• Requirement A: Put the lines of the listing from the line holding "query: the noun phrase to segment: white" through the line holding "[[[214,0],[213,0],[214,1]],[[190,0],[5,0],[0,35],[190,32]]]", inclusive, into a Markdown table with the columns Row and Line. Give each line a row number and leave out blank lines.

Start of Supplied passage

Opinion
Hearing Granted Jan. 21, 1971.
Opinion on pages 1200 to 1211 omitted.
[91 Cal.Rptr. 210]Joseph V. Mazziotta, San Bernardino, under appointment by this Court of Appeal, for defendant and appellant.
Thomas C. Lynch, Atty. Gen., William E. James, Asst. Atty. Gen., and Diana C. Woodward, Deputy Atty. Gen., for plaintiff and respondent.
OPINION
TAMURA, Acting Presiding Justice.
Following a jury trial defendant was found guilty of first degree robbery, denied probation, and sentenced to state prison. He appeals from the judgment of conviction.
The charge arose out of a robbery of a Redlands service station committed by two individuals, one alleged to be the defendant. At defendant's trial, the coparticipant who had been previously convicted was called as a prosecution witness. He was uncooperative and failed to answer pertinent questions. The prosecution was permitted to 'impeach' him by introducing his prior statements to the police in which he implicated defendant. The crucial issues on this appeal are whether the use of the prior statements violated defendant's Sixth Amendment right of confrontation and, if so, whether it constituted prejudicial error necessitating reversal.
On the night of September 30, 1967, George Martin and James Shaffer closed the station at about 10:50 p. m. and proceeded to their respective vehicles, Martin to his automobile and Shaffer to his motorcycle. When Martin entered his vehicle he noticed that the ignition key which he had left in place was missing. Assuming he dropped it on the ground, he got out to look for it while Shaffer shined his motorcycle lights to assist. As Martin walked around to the passenger side of his car he saw two men crouched near the front door. The man nearest to him, identified as John Griffin, pointed a revolver at him and said, 'This is a hold-up.' The man behind Griffin had a lady's stocking pulled over his head and part of his face and also held a revolver. He was later identified as defendant. Griffin took Martin's wallet, removed the money, and demanded the cash in the station office. Martin opened the office, the two entered and Martin handed Griffin the money in the cash box. At this point the police arrived in response to a burglar alarm which was activated when Martin opened the station office. Griffin was captured as he ran out of the station office.

End of Supplied passage

• Requirement B: Repeat the robbery appeal opinion word for word, from start to finish.

Start of Dataset entries

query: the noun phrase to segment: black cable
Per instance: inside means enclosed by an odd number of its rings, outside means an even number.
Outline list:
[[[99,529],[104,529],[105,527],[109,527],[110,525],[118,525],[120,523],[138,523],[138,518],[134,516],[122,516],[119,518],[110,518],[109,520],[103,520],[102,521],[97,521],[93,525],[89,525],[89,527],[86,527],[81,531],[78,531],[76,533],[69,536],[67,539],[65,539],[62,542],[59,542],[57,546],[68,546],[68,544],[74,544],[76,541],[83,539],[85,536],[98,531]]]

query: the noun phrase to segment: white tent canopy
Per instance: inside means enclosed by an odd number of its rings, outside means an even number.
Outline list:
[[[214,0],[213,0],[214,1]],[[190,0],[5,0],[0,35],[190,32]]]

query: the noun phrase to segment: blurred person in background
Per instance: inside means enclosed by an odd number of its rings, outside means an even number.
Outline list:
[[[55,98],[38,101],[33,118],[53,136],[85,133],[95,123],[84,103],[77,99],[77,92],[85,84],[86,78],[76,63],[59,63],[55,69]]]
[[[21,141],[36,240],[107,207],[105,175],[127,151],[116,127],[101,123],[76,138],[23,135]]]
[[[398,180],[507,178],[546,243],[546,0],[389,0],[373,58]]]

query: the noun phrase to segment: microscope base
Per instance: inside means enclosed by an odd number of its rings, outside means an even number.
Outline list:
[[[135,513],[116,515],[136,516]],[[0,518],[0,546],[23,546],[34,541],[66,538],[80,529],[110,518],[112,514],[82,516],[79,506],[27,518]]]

End of Dataset entries

• Final result A:
| Row | Line |
|---|---|
| 1 | query: the noun phrase to segment: white tent canopy |
| 2 | Per instance: inside means enclosed by an odd number of its rings, outside means an even number. |
| 3 | Outline list: |
| 4 | [[[214,0],[213,0],[214,1]],[[190,0],[5,0],[0,35],[190,32]]] |

• Final result B:
Opinion
Hearing Granted Jan. 21, 1971.
Opinion on pages 1200 to 1211 omitted.
[91 Cal.Rptr. 210]Joseph V. Mazziotta, San Bernardino, under appointment by this Court of Appeal, for defendant and appellant.
Thomas C. Lynch, Atty. Gen., William E. James, Asst. Atty. Gen., and Diana C. Woodward, Deputy Atty. Gen., for plaintiff and respondent.
OPINION
TAMURA, Acting Presiding Justice.
Following a jury trial defendant was found guilty of first degree robbery, denied probation, and sentenced to state prison. He appeals from the judgment of conviction.
The charge arose out of a robbery of a Redlands service station committed by two individuals, one alleged to be the defendant. At defendant's trial, the coparticipant who had been previously convicted was called as a prosecution witness. He was uncooperative and failed to answer pertinent questions. The prosecution was permitted to 'impeach' him by introducing his prior statements to the police in which he implicated defendant. The crucial issues on this appeal are whether the use of the prior statements violated defendant's Sixth Amendment right of confrontation and, if so, whether it constituted prejudicial error necessitating reversal.
On the night of September 30, 1967, George Martin and James Shaffer closed the station at about 10:50 p. m. and proceeded to their respective vehicles, Martin to his automobile and Shaffer to his motorcycle. When Martin entered his vehicle he noticed that the ignition key which he had left in place was missing. Assuming he dropped it on the ground, he got out to look for it while Shaffer shined his motorcycle lights to assist. As Martin walked around to the passenger side of his car he saw two men crouched near the front door. The man nearest to him, identified as John Griffin, pointed a revolver at him and said, 'This is a hold-up.' The man behind Griffin had a lady's stocking pulled over his head and part of his face and also held a revolver. He was later identified as defendant. Griffin took Martin's wallet, removed the money, and demanded the cash in the station office. Martin opened the office, the two entered and Martin handed Griffin the money in the cash box. At this point the police arrived in response to a burglar alarm which was activated when Martin opened the station office. Griffin was captured as he ran out of the station office.